[START OF Supplied text]

But the two have been at it before.
But only for a few hours last night at the Israel National Library:
Jerusalem – Precious Bible manuscripts originating in the Jewish community of Damascus, Syria, went on display for several hours Wednesday, offering a rare glimpse at a collection that includes books spirited to Israel in clandestine operations before the ancient community disappeared at the end of the 20th century.
The books are held at Israel’s national library. Because of security and conservation concerns, most of the collection has been on display just once before, also for just a few hours, more than a decade ago.
The collection includes 11 volumes. Three, including the oldest and most important book in the collection, were brought out of the library’s vaults and displayed during a symposium Wednesday evening.
Ranging from 700 to 1,000 years old and written in the Middle East and Europe, the parchment manuscripts include meticulous Hebrew penmanship and illustrations in ink and gold leaf. Some boast intricate micrography – decorations made up of thousands of tiny Hebrew letters.
None were written in Damascus, but rather came to be held in synagogues in the city over the centuries. They are known collectively as the Damascus Crowns, “crown” being a Hebrew term sometimes used to describe particularly important and venerable biblical manuscripts.
The Jewish community in Syria’s capital had been there for more than 2,000 years before its members were driven out by government persecution and mob violence linked to the rise of Arab nationalism and the establishment of Israel in 1948. A second ancient community in the country’s business center, Aleppo, met the same fate, as did others across the Arab world.
A trickle of Jewish emigrees managed to escape beginning at the time of Israel’s creation, with the help of Israeli agents running smuggling routes through Lebanon and Turkey.
Most of the rest of the community left in the 1990s after Syria’s late dictator, Hafez Assad, bowed to international pressure and allowed them out. Most settled in Israel and the U.S. A handful, no more than several dozen, remain in Damascus.

[END OF Supplied text]
[START OF Record set]

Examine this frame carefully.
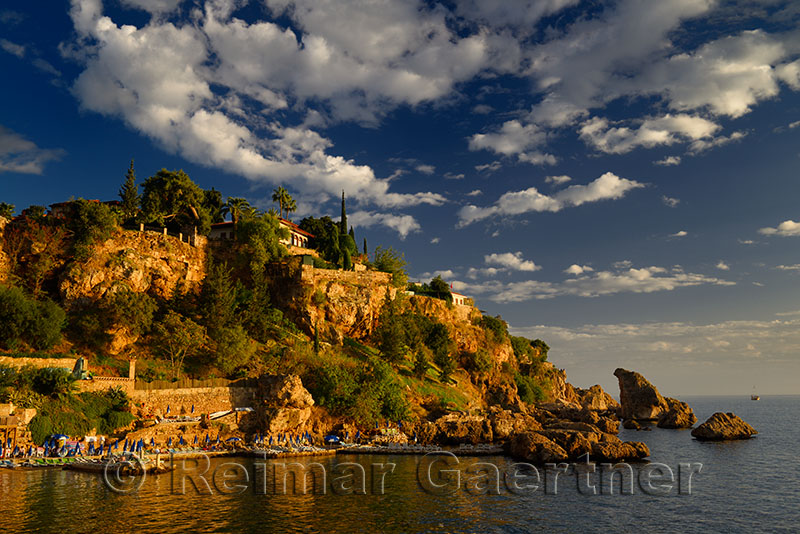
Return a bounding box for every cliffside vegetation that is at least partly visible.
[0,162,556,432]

[END OF Record set]
[START OF Record set]

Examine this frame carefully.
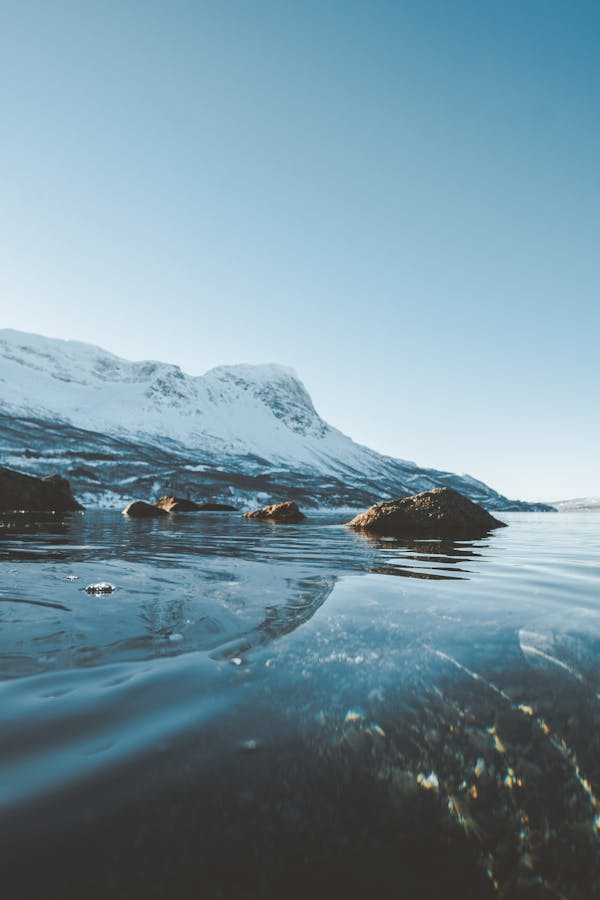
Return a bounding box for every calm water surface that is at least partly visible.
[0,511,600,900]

[END OF Record set]

Written exercise - Could you resume the article about the Damascus Bible manuscripts, picking up after its final sentence?

The result -
The oldest of the Damascus Crowns was written in the late 10th century A.D. in what is now Israel. Because it shows the influence of two rival schools of textual scholars, it has provided modern researchers with important information on how the Biblical text evolved. It was purchased by a famed British collector of manuscripts, David Solomon Sassoon, in 1914 and taken to Britain. The library purchased it in 1975.
Another of the books displayed Wednesday, a 700-year-old Bible that scholars believe was written in Italy, had a riskier journey to Jerusalem.
Beginning in the late 1970s, a Canadian Jewish woman, Judy Feld Carr, undertook an effort to smuggle Jews out of Syria, raising money from North American synagogues, bribing Syrian officials, dispatching envoys and running an independent immigration operation for more than 20 years from her living room in Toronto. All told, Feld Carr’s endeavor facilitated the emigration of more than 3,000 Syrian Jews.
Feld Carr learned of the manuscript, she said, from Jews who had already fled, and dispatched a contact to Damascus in 1993. She would identify the man only as a Western Christian who died last year.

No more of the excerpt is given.